Starting from the line containing "for the sunlit", write out every remaining line exactly, the last one included.

**** Task material

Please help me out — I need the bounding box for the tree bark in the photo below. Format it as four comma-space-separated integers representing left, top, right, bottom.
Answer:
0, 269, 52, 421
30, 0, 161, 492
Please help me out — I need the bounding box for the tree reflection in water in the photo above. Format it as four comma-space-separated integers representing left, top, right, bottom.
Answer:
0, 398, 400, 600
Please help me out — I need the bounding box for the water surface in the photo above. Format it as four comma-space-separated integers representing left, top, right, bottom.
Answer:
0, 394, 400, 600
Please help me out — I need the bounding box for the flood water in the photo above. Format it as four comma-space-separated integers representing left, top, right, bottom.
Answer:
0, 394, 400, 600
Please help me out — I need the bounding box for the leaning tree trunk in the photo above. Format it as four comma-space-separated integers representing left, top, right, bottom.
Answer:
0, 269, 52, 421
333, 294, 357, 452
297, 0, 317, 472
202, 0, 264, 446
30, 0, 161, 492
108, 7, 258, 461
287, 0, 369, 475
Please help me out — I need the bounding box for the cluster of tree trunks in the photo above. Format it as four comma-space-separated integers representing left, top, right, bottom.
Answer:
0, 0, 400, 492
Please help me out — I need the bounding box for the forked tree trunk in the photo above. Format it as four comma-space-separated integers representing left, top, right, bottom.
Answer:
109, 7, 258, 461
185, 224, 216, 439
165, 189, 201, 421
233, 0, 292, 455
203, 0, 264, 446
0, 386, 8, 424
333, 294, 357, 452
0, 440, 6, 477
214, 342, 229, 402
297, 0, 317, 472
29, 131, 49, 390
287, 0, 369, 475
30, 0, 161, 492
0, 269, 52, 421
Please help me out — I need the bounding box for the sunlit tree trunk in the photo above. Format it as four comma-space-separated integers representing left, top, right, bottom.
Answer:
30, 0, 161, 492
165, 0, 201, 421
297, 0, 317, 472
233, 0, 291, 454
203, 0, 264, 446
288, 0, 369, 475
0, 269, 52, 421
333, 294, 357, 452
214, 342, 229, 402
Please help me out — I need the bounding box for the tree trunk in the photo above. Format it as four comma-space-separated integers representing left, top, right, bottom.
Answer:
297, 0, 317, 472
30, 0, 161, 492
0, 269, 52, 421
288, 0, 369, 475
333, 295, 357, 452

********

Answer in full:
Please help me out — I need the bounding box for the sunlit tree trunk in the photo above. Format it as four comma-space-separated integers representing left, top, right, bottom.
Answer:
30, 0, 161, 492
165, 0, 201, 421
297, 0, 317, 472
233, 0, 291, 454
203, 0, 264, 446
288, 0, 369, 475
0, 269, 52, 421
333, 294, 357, 452
214, 342, 229, 402
Please help me out — I need the bounding box for the tree trunk in the photo above. Format it as four comma-space-separated integers representing left, top, right, bottom.
Answer:
297, 0, 317, 472
30, 0, 161, 492
0, 269, 52, 421
288, 0, 369, 475
333, 295, 357, 452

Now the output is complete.